### MATERIAL PROVIDED

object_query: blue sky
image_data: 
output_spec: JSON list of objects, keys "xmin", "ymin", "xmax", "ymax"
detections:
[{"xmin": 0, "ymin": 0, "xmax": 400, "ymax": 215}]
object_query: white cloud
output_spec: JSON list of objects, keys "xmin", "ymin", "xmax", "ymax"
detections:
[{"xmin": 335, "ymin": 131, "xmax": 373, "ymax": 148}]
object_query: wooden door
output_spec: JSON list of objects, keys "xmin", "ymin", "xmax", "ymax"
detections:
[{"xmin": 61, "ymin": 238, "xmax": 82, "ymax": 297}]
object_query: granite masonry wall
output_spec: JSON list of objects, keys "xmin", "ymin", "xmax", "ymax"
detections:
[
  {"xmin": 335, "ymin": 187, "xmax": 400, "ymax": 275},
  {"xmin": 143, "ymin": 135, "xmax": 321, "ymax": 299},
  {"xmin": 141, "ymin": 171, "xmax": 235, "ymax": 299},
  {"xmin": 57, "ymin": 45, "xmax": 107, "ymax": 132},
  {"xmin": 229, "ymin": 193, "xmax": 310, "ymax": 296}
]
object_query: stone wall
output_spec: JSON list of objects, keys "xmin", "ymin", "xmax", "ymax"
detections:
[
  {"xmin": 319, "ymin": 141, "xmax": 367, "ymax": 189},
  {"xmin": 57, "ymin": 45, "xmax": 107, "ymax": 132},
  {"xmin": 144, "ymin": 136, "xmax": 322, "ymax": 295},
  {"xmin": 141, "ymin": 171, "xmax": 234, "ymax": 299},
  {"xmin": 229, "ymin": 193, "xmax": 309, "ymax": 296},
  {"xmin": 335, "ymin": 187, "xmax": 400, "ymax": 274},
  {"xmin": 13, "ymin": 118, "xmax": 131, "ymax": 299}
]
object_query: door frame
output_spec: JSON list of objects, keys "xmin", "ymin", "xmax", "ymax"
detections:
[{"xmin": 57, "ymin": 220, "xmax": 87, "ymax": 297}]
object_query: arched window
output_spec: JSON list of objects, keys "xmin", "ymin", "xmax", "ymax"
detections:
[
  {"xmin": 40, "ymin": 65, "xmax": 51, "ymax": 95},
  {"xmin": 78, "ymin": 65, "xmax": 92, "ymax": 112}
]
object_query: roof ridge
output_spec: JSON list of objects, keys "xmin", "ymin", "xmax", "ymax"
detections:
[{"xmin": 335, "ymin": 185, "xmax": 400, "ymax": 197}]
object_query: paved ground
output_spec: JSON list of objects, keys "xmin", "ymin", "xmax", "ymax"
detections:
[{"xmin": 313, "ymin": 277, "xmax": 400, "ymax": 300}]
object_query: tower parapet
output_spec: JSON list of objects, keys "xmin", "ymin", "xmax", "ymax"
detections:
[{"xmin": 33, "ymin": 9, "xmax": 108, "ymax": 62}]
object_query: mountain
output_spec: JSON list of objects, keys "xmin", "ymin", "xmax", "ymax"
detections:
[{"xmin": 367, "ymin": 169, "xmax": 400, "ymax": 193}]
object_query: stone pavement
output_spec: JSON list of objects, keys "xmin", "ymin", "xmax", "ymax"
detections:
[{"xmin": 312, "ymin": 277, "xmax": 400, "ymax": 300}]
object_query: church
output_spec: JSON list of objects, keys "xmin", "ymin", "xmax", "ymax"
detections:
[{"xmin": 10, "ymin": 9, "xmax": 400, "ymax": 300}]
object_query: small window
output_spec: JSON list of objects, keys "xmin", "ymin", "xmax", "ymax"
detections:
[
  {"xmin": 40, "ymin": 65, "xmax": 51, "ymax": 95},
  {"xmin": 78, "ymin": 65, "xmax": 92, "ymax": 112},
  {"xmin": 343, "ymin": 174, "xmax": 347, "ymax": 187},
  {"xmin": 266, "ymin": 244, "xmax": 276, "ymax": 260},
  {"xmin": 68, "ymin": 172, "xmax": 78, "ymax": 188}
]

### WHAT THE TASK REQUIRES
Please list every line in the rows above that contains the word "wall", copying each line in full.

### SOLUTION TO THIS EXERCISE
object_query: granite masonry wall
object_query: stone wall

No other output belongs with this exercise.